SOURCE PASSAGE:
登录查看更多内容

Utilizing the Model Builder and AutoML for creating Lead Decision and Lead Scoring model in Microsoft ML.NET

Miodrag Cekikj, PhD CSE

Transforming Businesses with Applied AI | R&D Lead Technical Consultant @ ?IWConnect | Microsoft MVP | Technical Trainer | Web3 & Blockchain Practitioner

发布日期: 2021年9月30日

Recently, I wrote an article explaining the utilization of the ONNX format in integrating the Scikit-learn lead scoring machine learning model into the .NET ecosystem. I described one possible way of deploying the Python-based regression model as Microsoft Azure Function. That is a procedure applicable for integrating the trained model as part of the Web API or Console Application as well. What I have mentioned there was the opportunity to use the approach for bridging the technical differences between the different data science and application development platforms, in this case targeting the .NET cross-platform framework. Talking about Microsoft .NET, which is the technology I am professionally working with daily, in this article I want to uncover the native machine learning potential of the framework, more specifically, the ML.NET.

Since I have already presented the lead scoring idea in .NET, I will proceed presenting the implementation of the lead decision solution as a continuation of the lead decision solution designed and implemented using the KNIME Platform. As mentioned in the article, it conceptually follows the same approach and supervised ML idea, differing only in the classification-based prediction strategy. Besides this, I will also cover and leverage the idea of Lead Scoring as part of the created model`s prediction evaluation.

ENTRIES SUPPLIED:
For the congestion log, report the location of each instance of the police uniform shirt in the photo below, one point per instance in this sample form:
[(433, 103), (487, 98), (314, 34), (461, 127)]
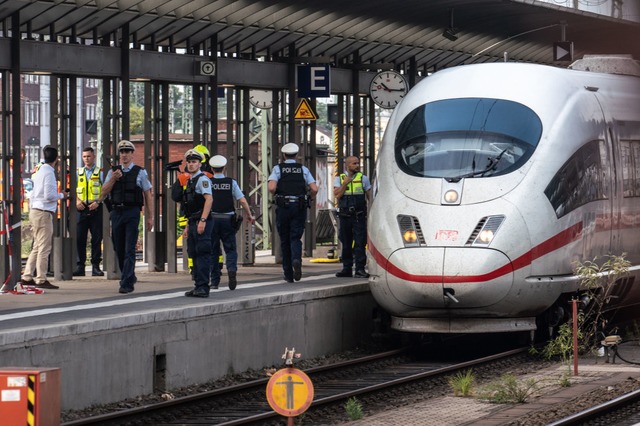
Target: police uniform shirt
[(203, 186), (275, 173), (366, 184), (142, 180), (235, 189)]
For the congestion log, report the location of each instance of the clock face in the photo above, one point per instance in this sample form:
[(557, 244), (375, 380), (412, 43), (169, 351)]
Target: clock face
[(388, 88), (261, 98)]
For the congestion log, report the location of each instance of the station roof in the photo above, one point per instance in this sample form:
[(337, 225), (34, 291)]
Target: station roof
[(345, 32)]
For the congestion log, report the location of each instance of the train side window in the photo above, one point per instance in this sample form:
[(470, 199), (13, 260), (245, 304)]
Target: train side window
[(581, 180), (627, 169), (635, 155)]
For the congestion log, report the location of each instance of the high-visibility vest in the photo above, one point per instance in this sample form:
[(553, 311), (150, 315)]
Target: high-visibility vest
[(89, 189)]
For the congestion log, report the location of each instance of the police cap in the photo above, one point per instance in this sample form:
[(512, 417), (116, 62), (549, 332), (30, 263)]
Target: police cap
[(125, 144), (192, 154), (290, 149), (218, 162), (202, 150)]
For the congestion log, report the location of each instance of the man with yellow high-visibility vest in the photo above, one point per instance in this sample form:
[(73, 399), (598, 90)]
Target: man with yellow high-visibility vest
[(352, 189), (88, 191), (183, 178)]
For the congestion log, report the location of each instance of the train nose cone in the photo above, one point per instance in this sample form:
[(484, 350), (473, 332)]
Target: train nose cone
[(475, 277)]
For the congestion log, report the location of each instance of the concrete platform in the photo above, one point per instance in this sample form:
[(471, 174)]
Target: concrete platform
[(111, 346)]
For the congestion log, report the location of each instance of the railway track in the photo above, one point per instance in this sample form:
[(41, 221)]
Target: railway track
[(370, 379), (624, 410)]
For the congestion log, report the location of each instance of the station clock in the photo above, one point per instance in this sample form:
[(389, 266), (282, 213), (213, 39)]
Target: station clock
[(388, 88)]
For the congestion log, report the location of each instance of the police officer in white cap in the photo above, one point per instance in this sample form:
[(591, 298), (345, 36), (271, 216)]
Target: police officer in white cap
[(129, 189), (225, 194), (196, 204), (292, 183)]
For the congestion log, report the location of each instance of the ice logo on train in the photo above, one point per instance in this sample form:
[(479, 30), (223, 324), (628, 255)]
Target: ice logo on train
[(492, 180)]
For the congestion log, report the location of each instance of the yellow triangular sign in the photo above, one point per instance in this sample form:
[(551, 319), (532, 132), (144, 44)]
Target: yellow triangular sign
[(304, 111)]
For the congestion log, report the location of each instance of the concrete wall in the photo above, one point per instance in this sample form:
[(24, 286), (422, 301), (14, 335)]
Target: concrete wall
[(110, 359)]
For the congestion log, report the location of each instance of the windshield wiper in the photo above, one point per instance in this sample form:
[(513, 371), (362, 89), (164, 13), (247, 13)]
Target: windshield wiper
[(491, 166)]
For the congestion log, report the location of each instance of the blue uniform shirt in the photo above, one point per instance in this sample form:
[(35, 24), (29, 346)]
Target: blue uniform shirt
[(203, 186), (142, 180), (275, 173)]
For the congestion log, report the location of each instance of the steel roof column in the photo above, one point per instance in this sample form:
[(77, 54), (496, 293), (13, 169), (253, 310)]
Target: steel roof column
[(109, 138), (11, 91), (156, 143), (357, 141), (310, 160), (63, 254)]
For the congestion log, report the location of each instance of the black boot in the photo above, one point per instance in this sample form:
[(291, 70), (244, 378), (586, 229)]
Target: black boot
[(96, 272), (233, 282)]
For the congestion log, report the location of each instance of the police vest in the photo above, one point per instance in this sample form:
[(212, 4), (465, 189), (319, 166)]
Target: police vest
[(126, 192), (192, 201), (354, 194), (291, 180), (222, 191), (89, 189)]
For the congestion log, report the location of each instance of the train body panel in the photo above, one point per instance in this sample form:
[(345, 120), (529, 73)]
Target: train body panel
[(492, 181)]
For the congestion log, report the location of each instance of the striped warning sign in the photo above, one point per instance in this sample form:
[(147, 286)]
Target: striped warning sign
[(31, 401)]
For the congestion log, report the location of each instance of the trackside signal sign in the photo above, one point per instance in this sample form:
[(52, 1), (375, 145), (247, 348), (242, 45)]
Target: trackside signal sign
[(290, 392)]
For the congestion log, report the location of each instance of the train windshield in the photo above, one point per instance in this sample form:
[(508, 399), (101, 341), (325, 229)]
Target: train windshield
[(465, 138)]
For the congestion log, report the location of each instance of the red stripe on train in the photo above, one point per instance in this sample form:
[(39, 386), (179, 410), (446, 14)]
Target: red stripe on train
[(559, 240)]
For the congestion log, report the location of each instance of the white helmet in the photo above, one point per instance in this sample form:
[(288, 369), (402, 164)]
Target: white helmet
[(290, 149), (125, 144), (218, 161), (192, 154)]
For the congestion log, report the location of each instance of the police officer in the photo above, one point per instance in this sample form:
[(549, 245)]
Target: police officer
[(196, 204), (289, 182), (129, 189), (352, 189), (225, 193), (90, 180), (183, 178)]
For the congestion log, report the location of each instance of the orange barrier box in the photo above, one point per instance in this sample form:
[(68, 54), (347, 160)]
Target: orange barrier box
[(30, 396)]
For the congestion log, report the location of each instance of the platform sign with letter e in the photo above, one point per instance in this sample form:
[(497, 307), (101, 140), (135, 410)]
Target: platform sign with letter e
[(563, 51), (290, 392)]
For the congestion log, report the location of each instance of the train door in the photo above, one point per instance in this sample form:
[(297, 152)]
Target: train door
[(607, 218)]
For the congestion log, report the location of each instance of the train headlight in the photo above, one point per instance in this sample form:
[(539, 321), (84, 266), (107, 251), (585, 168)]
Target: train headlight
[(410, 231), (485, 231), (410, 237), (486, 236), (451, 196)]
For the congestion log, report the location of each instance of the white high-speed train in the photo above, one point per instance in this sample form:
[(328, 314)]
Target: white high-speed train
[(492, 180)]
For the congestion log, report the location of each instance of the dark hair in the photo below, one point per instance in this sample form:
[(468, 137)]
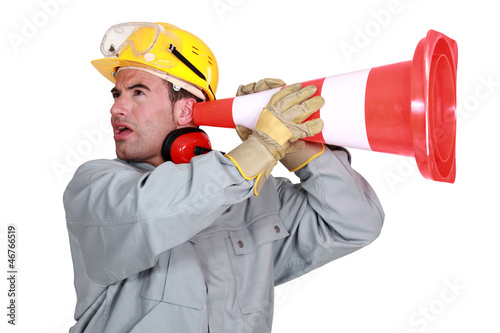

TASKS:
[1] Do these statements agree with the ML.NET lead decision article? Answer yes or no for each, quoting the deciding words.
(a) The earlier article deployed a Python-based regression model as a Microsoft Azure Function.
(b) The lead decision solution relies on a regression-based prediction strategy.
(c) The author works with Microsoft .NET professionally every day.
[2] According to the ML.NET lead decision article, which format was used to integrate the Scikit-learn lead scoring model into the .NET ecosystem?
[3] Write the next paragraph of the ML.NET lead decision article, picking up after its final sentence.

RESPONSE LIST:
[1]
(a) Yes: "I described one possible way of deploying the Python-based regression model as Microsoft Azure Function."
(b) No: "differing only in the classification-based prediction strategy."
(c) Yes: "which is the technology I am professionally working with daily"

[2] The ONNX format.

[3]
* Note: This article's solution design and source code are simplified to emphasize the core concepts and integration strategy in general. Still, it is a fully functional approach for training, building, evaluating and implementing predictive decision-based/supervised driven models within real-life testing or production deployed prototypes and applications environments.

** Note: I will design and build the solution utilizing the ML.NET Model Builder powered by the automated machine learning, or AutoML, using the intuitive and user friendly graphical Visual Studio extension. The more detailed techniques for building data processing and transformation pipelines, customizing the train and test data splitting, applying the concept of cross-validation and interpretation of the model performance and evaluation are beyond the scope of the article and can be referenced via the ML.NET API.

What is ML.NET?

ML.NET represents an open-source and cross-platform machine learning framework that can incorporate and use the machine learning algorithms in .NET related applications. Providing support for various popular use cases, it is equipped for building different models in different business domains using the already stored application`s data. Its central concept is designed around the Model Builder, a tooling mechanism specifying the steps needed to transform the input data into a prediction. Complementary, it is also using the Automated ML, a concept known as AutoML, which wraps and simplifies the interface providing automatically generated code projects for describing the input data and consuming the models. In addition to this, the integration of machine learning is supported by another fundamental module, the ML.NET CLI. ML.NET, in general, is supporting training, building and evaluating machine learning models using the C# and F# programming languages.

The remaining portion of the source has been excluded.